Assignment
Going through the data below, find how many lines include the word "column", and reply with that number alone.

Given records
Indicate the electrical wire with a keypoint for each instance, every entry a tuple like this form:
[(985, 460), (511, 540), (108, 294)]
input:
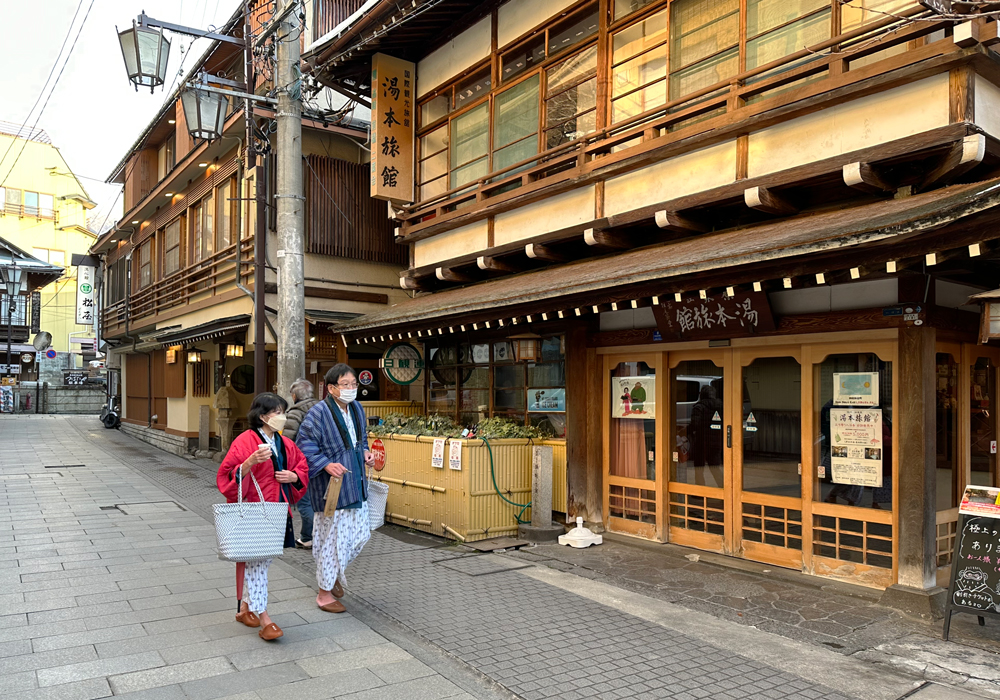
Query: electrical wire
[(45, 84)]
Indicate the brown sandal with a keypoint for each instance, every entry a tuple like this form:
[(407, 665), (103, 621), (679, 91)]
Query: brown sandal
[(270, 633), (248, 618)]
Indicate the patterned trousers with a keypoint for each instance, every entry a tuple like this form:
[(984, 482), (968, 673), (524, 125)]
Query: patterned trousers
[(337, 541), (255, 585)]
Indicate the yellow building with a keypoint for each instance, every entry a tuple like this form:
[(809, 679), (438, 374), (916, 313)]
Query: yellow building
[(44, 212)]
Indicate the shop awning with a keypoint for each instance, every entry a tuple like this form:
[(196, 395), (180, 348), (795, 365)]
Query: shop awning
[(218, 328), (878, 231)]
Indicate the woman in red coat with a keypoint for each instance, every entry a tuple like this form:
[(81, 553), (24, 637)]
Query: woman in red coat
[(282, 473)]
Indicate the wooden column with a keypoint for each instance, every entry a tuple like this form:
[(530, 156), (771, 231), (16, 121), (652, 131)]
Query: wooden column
---
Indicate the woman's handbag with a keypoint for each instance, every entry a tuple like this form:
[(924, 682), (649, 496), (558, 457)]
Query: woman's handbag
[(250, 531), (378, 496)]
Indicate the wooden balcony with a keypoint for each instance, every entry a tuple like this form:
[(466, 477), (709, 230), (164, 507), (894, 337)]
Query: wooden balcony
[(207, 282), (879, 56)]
* * *
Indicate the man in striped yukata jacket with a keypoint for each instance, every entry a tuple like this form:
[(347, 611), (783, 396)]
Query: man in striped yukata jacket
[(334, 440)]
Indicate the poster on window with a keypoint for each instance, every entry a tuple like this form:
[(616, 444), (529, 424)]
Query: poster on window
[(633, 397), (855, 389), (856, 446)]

Solution to this exercise
2